→ Brief: Find each line below that contains the word "small", and copy those lines.

[Coordinate annotation records]
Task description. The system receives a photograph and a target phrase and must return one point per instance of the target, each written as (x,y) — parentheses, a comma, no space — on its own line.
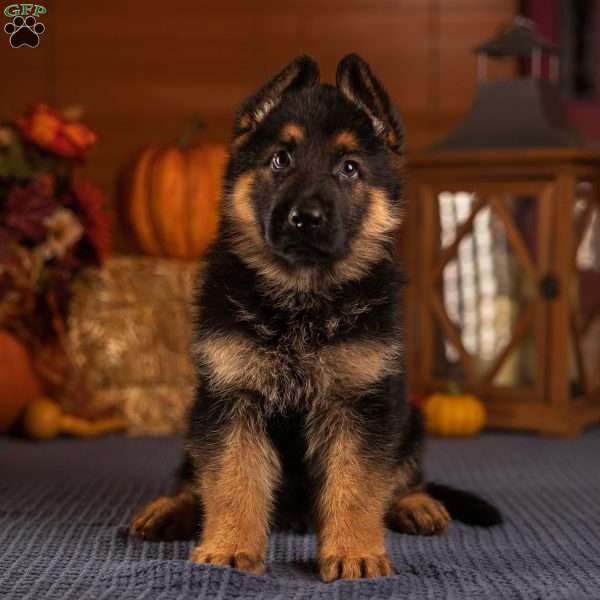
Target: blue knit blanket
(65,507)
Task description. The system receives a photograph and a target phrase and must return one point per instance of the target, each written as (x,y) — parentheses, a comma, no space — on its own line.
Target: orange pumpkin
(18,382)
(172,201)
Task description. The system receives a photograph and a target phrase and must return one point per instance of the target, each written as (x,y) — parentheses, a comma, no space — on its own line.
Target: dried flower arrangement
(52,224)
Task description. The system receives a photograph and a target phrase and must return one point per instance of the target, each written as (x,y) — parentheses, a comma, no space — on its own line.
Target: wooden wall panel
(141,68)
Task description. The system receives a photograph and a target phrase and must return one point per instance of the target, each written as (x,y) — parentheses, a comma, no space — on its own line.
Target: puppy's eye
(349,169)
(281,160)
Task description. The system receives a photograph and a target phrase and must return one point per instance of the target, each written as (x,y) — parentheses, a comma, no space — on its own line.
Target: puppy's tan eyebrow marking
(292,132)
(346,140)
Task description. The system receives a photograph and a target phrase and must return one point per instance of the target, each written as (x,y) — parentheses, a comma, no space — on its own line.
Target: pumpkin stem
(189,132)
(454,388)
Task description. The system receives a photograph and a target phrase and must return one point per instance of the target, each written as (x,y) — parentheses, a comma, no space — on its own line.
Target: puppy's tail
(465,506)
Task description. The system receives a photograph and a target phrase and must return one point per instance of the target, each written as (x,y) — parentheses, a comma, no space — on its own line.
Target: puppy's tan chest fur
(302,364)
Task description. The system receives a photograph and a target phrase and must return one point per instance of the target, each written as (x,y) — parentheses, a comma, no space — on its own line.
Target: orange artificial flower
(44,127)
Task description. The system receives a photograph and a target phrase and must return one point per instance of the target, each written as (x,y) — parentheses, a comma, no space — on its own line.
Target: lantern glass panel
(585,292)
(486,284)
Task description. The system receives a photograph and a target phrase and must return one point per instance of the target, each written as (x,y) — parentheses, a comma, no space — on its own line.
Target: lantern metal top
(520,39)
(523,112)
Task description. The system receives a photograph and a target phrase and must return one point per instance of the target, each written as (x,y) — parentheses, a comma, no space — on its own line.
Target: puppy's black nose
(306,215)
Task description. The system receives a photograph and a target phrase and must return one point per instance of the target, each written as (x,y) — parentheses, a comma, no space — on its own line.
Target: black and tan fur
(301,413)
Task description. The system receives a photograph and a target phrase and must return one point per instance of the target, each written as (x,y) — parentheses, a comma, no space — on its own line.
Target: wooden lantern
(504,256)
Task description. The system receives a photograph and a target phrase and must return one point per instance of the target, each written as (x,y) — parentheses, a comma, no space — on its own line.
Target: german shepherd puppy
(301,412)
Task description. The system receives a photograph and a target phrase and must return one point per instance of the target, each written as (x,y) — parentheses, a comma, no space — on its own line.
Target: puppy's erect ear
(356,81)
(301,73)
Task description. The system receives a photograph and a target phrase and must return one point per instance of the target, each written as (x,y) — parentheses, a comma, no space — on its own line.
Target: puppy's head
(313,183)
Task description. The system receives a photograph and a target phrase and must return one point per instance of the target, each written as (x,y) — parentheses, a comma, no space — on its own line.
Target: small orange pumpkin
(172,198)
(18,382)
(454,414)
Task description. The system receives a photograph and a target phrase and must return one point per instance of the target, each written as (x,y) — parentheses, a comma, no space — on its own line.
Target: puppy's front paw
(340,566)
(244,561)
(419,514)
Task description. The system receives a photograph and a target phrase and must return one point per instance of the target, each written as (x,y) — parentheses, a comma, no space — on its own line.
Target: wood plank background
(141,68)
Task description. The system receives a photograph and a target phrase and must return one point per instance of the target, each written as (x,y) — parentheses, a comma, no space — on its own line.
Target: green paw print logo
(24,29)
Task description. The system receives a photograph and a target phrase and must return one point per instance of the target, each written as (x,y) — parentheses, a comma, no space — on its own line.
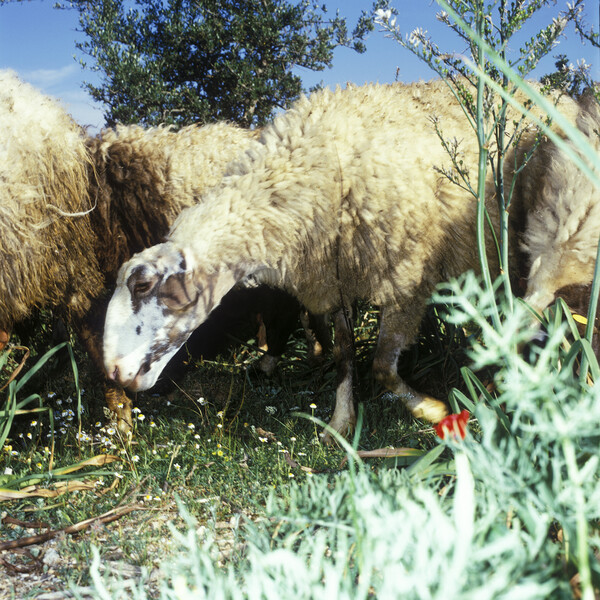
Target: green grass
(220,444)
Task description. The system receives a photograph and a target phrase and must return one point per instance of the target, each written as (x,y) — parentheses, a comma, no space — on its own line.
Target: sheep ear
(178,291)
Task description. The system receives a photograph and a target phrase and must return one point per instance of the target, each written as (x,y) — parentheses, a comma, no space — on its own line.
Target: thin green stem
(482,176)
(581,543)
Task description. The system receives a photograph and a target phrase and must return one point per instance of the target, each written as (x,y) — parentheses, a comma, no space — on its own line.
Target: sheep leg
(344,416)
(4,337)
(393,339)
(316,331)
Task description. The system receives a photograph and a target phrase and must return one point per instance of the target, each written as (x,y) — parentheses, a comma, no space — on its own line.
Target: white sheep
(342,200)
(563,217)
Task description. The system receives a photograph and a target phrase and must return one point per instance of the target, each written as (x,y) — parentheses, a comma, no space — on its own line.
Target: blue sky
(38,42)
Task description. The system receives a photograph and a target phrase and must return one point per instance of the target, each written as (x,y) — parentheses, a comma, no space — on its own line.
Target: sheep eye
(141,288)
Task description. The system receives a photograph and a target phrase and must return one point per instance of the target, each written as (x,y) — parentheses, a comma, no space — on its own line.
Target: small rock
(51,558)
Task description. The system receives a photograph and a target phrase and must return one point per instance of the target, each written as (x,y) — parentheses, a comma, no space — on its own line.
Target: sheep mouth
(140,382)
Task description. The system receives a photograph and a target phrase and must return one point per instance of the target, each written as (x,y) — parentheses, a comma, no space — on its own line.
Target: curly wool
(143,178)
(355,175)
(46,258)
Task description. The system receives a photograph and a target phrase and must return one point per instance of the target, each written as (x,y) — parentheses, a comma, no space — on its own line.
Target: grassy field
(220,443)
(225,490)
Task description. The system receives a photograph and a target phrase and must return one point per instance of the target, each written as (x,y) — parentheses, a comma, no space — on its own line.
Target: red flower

→ The output:
Target: small orange pumpkin
Target: small rock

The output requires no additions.